-- AIM OF THE TASK --
Reproduce the listing lines starting with the line containing "Could you kindly point to the metal" and going on through the end of the listing, swapping "wooden fence panel" for "timber fence panel" and leaving everything else unchanged.

-- RECORDS SUPPLIED --
----
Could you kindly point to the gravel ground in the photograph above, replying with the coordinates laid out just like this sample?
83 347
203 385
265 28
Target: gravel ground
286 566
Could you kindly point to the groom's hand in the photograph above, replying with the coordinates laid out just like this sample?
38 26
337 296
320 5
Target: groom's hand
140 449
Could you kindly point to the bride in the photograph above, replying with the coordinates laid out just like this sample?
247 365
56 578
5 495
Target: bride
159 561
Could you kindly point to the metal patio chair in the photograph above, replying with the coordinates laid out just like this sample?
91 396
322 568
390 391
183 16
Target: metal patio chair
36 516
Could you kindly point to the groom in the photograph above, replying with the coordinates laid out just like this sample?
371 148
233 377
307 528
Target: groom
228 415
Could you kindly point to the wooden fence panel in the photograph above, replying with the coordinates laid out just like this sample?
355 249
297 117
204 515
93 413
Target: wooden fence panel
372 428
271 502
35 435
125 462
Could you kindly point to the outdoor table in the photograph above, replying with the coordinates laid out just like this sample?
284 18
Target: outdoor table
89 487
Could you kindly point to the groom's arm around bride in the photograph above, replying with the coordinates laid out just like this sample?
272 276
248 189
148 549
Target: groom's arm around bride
----
-- FINISHED ANSWER --
Could you kindly point to the metal patio chair in the photograph above, replying with the coordinates laid out just like this sample?
91 396
322 568
390 391
183 16
Target: metal patio chair
36 516
Could you kindly point to the groom in the photograph above, replying with the coordinates laid out just like this sample?
371 148
233 377
307 528
Target: groom
228 415
Could you kindly point to the timber fence panel in the photograph above, replying with the coordinates laid out just like this sample?
355 249
297 117
204 515
93 413
Target: timber fence panel
372 428
271 502
35 435
125 462
Could you kindly point to the outdoor table in the photograph above, replying with the coordinates laid out just like this sample?
284 18
Target: outdoor table
89 487
Could you kindly point to the groom's arm around bride in the photograph above, replying with the coordinates laid out just like this sample?
272 276
248 189
148 549
Target: groom's arm around bride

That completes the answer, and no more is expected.